-------- Input data

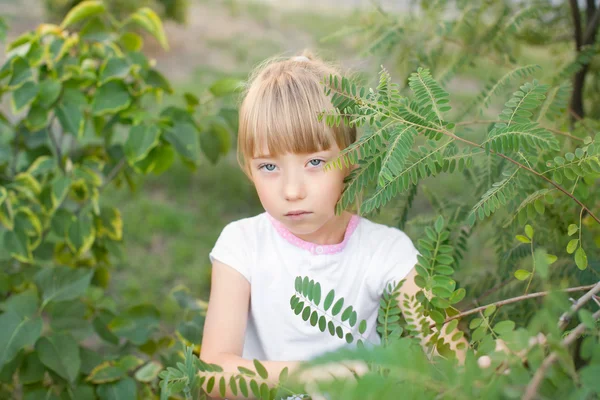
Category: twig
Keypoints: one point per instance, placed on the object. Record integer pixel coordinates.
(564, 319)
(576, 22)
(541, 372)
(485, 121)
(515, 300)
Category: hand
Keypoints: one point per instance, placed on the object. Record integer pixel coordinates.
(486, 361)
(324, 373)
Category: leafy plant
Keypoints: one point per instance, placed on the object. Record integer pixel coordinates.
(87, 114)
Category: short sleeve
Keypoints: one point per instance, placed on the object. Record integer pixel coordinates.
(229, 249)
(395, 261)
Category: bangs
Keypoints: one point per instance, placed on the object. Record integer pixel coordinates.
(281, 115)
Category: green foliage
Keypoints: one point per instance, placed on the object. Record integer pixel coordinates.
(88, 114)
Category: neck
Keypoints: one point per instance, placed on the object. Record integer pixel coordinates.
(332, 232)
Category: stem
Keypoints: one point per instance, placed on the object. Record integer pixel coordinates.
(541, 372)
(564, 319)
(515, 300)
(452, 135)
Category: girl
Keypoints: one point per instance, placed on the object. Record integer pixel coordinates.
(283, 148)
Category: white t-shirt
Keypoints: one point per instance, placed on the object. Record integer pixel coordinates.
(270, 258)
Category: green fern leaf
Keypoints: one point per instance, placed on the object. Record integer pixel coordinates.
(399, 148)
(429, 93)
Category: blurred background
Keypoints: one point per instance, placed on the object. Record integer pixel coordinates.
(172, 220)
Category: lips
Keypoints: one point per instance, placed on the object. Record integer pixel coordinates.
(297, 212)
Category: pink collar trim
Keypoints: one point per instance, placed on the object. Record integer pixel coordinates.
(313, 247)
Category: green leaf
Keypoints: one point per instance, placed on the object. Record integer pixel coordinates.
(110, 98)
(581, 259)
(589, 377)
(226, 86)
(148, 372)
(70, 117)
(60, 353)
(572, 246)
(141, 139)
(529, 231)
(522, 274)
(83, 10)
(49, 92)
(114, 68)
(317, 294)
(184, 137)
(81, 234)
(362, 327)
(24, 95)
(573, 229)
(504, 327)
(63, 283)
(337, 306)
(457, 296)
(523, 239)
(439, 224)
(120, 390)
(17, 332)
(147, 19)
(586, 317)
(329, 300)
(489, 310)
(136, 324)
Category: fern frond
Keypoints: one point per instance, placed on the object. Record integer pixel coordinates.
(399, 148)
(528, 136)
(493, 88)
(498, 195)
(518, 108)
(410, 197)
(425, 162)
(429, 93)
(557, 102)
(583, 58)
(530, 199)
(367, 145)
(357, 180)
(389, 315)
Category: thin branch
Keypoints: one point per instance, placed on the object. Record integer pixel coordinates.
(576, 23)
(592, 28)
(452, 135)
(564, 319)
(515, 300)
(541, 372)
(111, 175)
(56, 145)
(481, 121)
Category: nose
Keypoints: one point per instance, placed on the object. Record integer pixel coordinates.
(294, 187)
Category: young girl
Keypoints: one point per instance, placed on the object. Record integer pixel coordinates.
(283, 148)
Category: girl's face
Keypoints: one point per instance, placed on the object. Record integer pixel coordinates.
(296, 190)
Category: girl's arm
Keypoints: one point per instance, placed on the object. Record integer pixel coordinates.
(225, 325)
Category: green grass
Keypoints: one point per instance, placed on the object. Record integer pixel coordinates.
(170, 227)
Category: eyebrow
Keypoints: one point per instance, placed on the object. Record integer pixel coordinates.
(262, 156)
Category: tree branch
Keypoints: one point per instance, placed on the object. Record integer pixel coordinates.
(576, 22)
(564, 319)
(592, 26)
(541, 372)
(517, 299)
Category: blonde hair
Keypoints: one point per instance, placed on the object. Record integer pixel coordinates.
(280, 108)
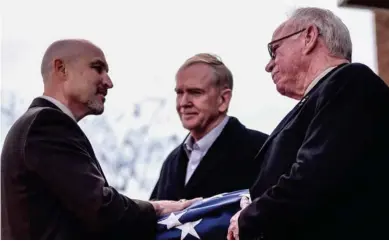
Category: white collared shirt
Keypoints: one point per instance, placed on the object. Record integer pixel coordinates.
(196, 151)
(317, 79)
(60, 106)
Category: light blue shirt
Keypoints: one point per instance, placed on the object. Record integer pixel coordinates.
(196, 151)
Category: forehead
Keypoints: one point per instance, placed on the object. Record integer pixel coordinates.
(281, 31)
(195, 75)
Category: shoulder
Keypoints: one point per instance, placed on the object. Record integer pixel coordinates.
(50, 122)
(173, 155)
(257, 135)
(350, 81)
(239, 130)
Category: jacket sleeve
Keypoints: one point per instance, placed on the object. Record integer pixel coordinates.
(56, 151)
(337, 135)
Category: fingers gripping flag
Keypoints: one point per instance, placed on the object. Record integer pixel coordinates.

----------------
-------- Input data

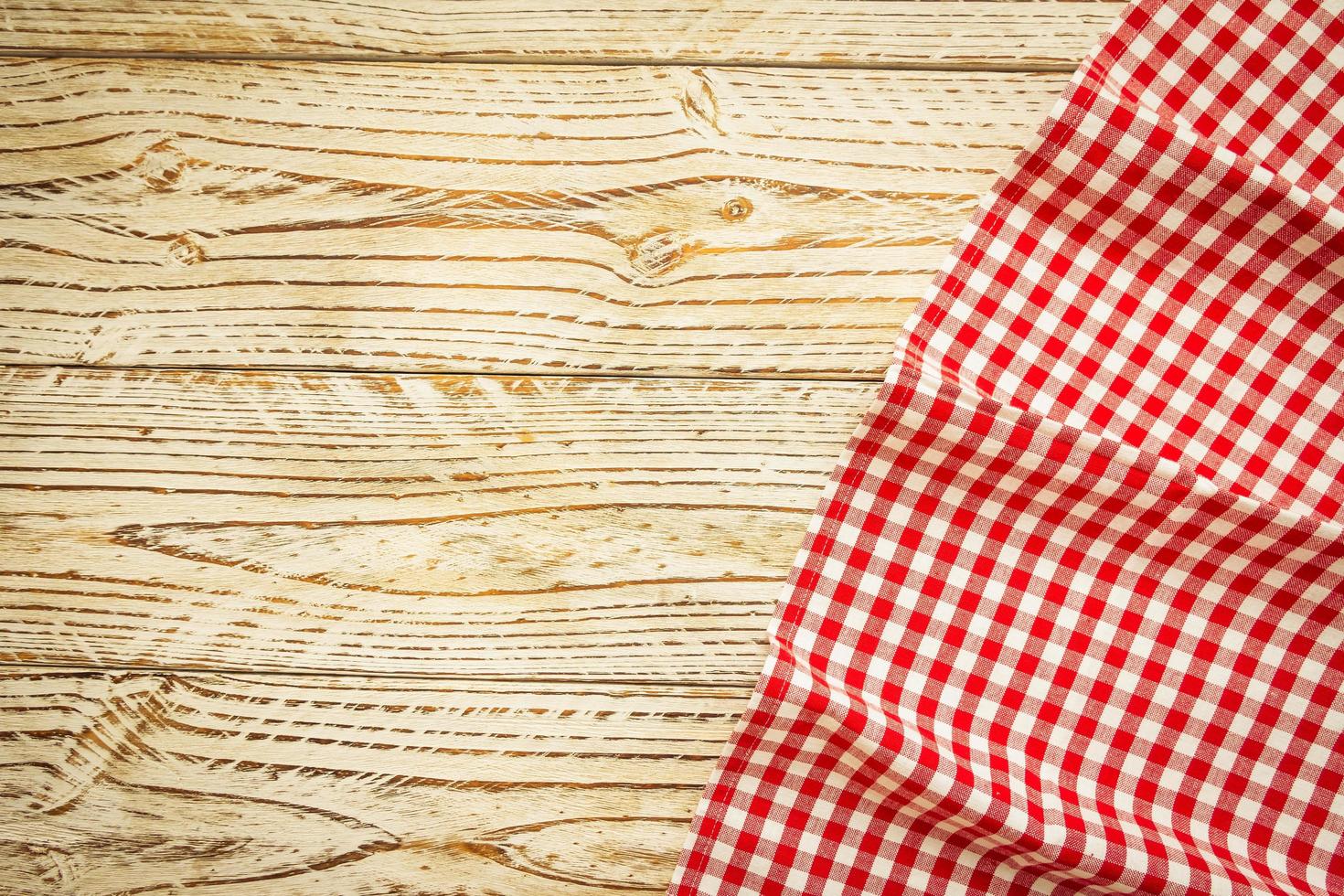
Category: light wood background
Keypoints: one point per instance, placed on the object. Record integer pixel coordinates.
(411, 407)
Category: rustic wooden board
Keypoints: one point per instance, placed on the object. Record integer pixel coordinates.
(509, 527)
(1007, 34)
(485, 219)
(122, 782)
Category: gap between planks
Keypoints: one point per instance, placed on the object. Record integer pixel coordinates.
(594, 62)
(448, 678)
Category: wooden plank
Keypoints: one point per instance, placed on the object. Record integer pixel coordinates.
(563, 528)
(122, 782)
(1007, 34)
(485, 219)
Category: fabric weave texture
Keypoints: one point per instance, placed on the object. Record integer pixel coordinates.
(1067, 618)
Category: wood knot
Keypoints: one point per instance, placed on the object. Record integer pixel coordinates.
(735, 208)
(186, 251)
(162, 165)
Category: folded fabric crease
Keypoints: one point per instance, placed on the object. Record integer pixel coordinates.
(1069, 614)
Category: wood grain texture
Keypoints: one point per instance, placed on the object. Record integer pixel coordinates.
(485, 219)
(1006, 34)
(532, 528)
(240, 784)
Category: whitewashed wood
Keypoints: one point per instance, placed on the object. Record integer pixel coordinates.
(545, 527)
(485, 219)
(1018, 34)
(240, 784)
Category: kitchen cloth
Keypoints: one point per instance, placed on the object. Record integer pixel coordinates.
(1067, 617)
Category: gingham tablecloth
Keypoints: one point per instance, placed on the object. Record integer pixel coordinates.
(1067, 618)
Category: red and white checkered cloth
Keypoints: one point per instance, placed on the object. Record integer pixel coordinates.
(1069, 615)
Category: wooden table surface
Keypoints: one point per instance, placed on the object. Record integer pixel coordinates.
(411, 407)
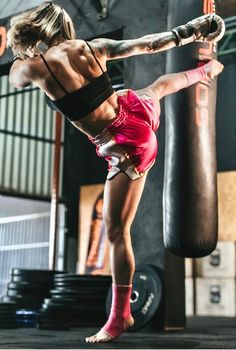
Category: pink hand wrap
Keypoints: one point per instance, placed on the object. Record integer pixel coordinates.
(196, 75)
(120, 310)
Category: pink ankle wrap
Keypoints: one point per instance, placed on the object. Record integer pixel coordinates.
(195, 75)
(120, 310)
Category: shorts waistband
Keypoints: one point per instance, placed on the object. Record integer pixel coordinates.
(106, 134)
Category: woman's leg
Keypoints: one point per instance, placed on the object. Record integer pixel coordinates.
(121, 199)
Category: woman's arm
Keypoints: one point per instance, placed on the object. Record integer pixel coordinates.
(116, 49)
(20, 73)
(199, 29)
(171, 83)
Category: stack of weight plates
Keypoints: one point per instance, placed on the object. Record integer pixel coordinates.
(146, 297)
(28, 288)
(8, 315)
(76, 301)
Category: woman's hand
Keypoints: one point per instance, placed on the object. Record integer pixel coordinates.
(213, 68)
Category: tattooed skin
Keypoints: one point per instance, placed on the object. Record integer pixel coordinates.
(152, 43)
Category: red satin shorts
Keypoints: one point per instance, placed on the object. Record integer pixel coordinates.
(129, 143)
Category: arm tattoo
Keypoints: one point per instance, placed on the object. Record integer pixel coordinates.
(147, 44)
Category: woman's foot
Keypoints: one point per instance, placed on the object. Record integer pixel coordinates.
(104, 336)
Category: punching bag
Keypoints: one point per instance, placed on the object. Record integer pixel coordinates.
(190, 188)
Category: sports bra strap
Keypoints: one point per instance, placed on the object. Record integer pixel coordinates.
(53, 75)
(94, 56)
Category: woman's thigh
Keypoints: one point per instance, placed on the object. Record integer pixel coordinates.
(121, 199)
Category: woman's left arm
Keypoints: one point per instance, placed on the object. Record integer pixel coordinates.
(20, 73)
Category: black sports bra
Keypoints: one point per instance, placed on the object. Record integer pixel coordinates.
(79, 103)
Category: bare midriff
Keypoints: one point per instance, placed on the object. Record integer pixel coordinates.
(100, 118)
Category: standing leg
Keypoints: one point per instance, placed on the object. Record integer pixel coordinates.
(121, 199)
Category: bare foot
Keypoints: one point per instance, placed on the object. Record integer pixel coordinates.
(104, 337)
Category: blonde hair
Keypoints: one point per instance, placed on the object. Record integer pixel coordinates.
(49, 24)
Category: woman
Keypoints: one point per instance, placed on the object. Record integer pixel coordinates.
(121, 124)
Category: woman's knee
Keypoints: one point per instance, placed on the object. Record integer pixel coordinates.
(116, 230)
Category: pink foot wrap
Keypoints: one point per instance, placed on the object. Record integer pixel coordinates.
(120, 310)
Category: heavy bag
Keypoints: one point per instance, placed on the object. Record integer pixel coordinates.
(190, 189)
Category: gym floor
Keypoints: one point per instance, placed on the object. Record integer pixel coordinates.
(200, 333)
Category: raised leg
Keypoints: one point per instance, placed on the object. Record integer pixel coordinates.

----------------
-------- Input data

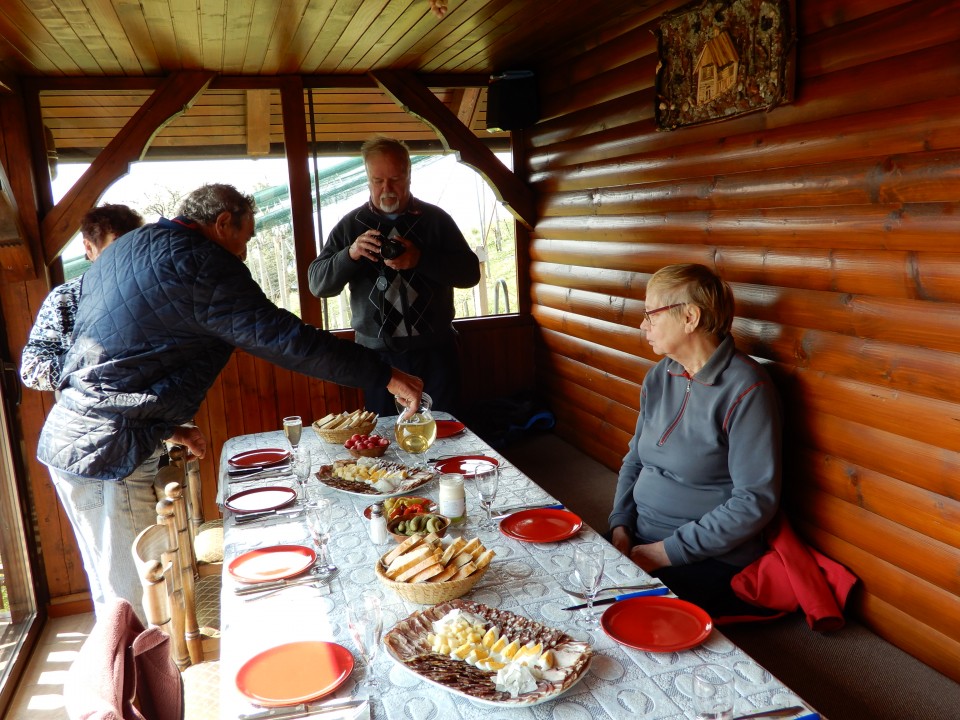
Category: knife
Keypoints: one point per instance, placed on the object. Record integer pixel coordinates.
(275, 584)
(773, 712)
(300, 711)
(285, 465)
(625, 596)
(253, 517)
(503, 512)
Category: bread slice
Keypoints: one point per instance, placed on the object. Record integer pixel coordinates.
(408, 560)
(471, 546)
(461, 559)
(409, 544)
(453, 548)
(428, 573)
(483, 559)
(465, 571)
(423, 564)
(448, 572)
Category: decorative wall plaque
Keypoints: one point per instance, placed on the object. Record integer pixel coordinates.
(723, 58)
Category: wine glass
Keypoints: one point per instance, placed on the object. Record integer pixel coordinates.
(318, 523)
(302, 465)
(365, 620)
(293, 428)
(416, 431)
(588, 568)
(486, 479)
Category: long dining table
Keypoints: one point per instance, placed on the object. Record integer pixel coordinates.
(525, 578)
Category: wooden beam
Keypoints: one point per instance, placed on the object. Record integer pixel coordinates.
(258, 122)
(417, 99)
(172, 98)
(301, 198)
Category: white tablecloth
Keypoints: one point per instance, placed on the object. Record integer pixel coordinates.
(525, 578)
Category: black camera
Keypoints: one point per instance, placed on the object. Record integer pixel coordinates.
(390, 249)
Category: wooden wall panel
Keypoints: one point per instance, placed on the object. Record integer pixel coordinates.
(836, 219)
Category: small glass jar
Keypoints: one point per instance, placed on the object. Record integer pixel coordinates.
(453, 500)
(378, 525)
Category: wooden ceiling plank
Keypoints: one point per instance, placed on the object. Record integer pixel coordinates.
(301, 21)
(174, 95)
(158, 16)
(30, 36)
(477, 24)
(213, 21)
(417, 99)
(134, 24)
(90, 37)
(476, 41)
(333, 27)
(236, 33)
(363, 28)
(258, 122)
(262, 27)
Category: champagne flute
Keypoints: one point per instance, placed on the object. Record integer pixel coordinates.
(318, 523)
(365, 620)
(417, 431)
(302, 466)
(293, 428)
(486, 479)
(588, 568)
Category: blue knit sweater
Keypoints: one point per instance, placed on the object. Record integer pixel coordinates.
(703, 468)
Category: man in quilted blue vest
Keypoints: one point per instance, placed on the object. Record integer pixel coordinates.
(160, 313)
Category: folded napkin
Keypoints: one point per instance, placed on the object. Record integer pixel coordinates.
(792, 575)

----------------

The answer is the run of lines above from the line containing "Category: woman's left arm" through the line containing "Category: standing leg", copied exactly and alone.

- [Response area]:
Category: woman's left arm
Keypoints: one point per instance, placed on the object. Record integer pixel coordinates.
(20, 73)
Category: black sports bra
Keypoints: one point per instance, placed on the object. Record integer pixel coordinates.
(79, 103)
Category: bare midriff
Keypoints: one point per instance, placed on the object. Record integer pixel coordinates.
(100, 118)
Category: standing leg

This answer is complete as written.